- [Aim of the exercise]:
Count the lines in the records below that contain the string "light", treating uppercase and lowercase letters as different. Give only the number.

- [Stored rows]:
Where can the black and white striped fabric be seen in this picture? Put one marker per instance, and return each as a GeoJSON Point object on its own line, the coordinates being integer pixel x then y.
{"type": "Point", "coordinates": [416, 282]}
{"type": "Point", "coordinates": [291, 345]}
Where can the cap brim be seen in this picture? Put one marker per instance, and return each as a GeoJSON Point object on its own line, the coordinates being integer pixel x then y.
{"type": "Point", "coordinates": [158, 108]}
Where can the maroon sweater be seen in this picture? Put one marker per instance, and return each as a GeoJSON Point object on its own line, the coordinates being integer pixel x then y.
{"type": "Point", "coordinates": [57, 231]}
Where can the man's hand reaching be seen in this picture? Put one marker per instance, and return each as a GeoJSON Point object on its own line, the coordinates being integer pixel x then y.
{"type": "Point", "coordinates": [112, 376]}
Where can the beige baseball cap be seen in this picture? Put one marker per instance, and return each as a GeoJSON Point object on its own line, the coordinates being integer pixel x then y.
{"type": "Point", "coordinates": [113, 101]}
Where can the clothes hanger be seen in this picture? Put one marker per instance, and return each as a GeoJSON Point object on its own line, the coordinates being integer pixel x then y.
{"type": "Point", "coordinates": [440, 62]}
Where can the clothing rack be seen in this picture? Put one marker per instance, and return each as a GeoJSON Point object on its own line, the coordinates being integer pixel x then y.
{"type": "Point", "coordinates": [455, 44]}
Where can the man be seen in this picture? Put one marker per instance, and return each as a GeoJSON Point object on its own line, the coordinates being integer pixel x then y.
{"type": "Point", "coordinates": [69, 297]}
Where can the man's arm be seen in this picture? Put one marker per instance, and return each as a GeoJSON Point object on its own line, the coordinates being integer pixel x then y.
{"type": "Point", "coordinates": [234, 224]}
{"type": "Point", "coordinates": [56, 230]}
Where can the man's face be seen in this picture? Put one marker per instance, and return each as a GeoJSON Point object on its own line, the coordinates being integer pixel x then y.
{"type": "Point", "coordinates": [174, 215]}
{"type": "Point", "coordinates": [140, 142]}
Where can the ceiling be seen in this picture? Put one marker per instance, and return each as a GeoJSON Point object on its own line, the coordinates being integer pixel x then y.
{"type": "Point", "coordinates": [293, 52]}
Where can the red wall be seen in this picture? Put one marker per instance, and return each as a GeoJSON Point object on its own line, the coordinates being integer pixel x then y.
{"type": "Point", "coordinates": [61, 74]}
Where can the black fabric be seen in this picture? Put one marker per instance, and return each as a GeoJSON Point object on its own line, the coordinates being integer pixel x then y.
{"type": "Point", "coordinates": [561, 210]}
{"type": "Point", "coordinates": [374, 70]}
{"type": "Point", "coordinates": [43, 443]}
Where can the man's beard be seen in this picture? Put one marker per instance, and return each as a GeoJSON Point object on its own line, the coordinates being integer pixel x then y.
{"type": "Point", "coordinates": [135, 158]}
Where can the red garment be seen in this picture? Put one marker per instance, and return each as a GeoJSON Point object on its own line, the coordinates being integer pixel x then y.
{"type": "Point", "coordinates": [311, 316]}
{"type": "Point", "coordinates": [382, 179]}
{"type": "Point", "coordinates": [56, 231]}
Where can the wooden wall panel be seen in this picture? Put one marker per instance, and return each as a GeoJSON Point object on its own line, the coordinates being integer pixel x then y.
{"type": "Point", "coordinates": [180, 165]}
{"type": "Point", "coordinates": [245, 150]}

...

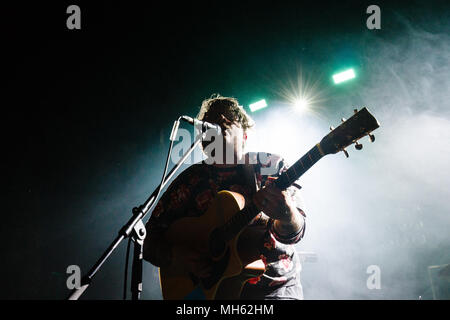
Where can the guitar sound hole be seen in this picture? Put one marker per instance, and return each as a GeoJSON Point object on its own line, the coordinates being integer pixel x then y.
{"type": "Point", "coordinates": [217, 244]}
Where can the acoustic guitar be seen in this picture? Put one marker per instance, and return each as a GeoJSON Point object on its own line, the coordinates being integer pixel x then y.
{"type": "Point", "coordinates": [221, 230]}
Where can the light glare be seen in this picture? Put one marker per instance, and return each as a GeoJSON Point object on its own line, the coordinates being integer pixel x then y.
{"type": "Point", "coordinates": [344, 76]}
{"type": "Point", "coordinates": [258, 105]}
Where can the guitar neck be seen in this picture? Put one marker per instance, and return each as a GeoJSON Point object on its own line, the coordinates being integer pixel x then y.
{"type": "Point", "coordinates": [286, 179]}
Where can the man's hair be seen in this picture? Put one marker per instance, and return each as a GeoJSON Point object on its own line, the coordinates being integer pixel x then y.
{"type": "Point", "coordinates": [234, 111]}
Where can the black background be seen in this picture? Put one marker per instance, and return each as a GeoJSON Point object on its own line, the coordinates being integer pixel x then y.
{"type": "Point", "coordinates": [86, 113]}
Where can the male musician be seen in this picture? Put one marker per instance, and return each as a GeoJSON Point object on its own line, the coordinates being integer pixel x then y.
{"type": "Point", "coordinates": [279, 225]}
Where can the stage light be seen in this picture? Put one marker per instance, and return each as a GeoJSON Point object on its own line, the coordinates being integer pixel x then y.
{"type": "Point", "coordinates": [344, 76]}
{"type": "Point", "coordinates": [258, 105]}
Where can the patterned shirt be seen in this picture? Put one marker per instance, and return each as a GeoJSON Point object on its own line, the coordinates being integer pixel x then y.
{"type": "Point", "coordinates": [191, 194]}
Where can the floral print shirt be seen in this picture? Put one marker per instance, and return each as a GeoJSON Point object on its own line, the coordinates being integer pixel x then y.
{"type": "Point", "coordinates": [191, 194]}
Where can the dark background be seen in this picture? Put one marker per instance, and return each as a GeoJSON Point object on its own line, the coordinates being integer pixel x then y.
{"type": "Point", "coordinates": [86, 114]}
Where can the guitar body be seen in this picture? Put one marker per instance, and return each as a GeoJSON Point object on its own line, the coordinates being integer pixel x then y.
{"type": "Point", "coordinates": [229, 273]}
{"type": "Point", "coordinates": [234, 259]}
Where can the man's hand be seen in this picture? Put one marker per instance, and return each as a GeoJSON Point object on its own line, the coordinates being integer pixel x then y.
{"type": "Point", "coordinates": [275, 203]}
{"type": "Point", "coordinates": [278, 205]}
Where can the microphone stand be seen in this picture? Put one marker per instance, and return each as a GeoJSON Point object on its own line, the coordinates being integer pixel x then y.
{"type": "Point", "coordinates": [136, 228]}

* * *

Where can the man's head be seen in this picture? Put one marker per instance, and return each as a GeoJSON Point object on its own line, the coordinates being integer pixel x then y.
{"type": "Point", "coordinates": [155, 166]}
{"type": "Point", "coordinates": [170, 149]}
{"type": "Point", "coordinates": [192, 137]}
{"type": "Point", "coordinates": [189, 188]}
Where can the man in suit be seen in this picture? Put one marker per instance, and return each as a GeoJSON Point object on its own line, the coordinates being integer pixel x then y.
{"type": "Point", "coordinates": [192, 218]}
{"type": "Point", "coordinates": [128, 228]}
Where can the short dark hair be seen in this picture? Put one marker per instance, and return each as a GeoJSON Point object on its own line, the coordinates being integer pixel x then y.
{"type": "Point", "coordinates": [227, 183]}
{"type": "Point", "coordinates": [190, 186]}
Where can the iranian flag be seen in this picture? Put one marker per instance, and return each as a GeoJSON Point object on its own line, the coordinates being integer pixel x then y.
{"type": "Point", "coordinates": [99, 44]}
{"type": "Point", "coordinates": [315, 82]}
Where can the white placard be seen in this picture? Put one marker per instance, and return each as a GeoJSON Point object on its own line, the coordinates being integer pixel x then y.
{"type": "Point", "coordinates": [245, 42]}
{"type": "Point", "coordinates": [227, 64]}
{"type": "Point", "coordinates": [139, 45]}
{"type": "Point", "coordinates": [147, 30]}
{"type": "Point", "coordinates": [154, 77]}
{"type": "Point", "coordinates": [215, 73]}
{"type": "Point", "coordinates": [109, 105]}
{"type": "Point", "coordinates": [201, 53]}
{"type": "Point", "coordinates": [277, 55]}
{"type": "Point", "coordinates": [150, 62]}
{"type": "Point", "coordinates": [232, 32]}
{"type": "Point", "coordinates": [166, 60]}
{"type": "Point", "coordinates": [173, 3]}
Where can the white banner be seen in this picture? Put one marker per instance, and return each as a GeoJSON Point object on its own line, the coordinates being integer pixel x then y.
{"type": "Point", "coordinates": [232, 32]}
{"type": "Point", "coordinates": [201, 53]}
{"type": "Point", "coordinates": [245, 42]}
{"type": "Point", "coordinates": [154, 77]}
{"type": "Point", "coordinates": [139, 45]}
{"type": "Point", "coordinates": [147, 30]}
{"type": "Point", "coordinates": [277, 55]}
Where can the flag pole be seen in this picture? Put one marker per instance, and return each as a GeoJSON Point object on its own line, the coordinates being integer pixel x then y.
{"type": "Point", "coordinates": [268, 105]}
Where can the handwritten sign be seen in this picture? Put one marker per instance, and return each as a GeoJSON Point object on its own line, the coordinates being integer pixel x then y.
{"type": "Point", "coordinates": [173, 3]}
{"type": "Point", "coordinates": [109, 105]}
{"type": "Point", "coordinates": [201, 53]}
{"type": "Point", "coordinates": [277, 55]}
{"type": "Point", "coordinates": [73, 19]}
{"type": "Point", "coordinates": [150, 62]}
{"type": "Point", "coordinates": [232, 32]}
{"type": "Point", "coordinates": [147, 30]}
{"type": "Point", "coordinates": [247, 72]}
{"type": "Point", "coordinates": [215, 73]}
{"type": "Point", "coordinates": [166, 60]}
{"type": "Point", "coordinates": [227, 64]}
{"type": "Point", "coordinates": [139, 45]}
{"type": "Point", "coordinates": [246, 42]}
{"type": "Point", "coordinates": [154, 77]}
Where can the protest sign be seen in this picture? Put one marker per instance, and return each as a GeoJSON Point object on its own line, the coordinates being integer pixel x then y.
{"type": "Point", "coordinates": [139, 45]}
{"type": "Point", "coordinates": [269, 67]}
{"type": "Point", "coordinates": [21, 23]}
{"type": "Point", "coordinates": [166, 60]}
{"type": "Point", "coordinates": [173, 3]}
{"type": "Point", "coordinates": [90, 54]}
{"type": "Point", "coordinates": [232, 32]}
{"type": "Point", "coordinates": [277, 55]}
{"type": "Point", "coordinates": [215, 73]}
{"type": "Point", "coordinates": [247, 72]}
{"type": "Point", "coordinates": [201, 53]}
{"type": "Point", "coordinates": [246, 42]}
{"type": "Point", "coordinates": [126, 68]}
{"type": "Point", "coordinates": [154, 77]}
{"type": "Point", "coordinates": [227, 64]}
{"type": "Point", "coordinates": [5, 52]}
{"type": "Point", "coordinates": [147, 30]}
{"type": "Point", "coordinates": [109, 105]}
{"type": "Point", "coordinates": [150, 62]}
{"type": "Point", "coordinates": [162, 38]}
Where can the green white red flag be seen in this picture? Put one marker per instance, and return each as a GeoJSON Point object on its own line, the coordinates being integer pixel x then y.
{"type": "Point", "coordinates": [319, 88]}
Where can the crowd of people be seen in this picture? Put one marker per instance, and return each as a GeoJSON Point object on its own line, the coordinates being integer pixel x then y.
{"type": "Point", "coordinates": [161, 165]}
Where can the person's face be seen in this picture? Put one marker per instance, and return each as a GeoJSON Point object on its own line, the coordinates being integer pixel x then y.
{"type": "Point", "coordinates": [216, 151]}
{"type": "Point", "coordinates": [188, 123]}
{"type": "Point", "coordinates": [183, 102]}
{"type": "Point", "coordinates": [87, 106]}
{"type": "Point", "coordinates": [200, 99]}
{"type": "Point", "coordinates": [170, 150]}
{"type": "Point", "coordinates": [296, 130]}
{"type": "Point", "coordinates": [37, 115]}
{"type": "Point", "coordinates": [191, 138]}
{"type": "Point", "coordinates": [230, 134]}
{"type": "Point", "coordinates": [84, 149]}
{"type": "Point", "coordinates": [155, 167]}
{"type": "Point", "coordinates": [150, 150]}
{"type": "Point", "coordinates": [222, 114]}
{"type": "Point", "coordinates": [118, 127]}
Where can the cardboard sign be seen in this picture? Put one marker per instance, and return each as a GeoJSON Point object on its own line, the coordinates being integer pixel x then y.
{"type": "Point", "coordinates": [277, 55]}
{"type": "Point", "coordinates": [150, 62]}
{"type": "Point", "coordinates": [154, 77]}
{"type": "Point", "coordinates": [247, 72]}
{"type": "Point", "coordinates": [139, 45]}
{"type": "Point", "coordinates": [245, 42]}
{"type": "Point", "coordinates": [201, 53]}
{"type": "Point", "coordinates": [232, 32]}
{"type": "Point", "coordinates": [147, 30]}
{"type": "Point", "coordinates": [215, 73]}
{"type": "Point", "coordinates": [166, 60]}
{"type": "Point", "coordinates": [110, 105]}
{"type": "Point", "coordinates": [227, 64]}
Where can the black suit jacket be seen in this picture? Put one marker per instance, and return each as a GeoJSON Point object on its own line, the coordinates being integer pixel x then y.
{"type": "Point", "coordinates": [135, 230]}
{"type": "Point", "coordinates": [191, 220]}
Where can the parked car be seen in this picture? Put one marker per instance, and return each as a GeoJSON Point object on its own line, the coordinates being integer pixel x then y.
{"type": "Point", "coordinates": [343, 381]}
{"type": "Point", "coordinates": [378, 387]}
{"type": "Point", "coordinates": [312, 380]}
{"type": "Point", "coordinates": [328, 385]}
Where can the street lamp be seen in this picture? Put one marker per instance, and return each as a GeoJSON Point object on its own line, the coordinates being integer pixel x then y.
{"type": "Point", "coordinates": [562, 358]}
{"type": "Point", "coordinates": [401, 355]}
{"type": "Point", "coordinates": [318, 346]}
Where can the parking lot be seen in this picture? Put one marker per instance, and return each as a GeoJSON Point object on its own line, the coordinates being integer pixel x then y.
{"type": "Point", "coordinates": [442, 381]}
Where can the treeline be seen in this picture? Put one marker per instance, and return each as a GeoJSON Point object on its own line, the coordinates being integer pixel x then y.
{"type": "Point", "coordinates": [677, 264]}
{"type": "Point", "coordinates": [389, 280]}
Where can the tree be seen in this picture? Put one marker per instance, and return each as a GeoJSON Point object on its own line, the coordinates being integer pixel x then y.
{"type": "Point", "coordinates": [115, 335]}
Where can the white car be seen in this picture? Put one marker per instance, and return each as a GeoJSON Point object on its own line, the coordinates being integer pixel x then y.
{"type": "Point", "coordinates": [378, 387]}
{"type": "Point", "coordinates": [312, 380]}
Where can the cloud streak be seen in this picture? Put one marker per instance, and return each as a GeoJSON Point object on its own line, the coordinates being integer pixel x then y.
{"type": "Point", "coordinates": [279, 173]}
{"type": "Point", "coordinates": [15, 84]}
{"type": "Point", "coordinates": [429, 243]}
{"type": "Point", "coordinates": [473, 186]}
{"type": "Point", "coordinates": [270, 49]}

- [Answer to the exercise]:
2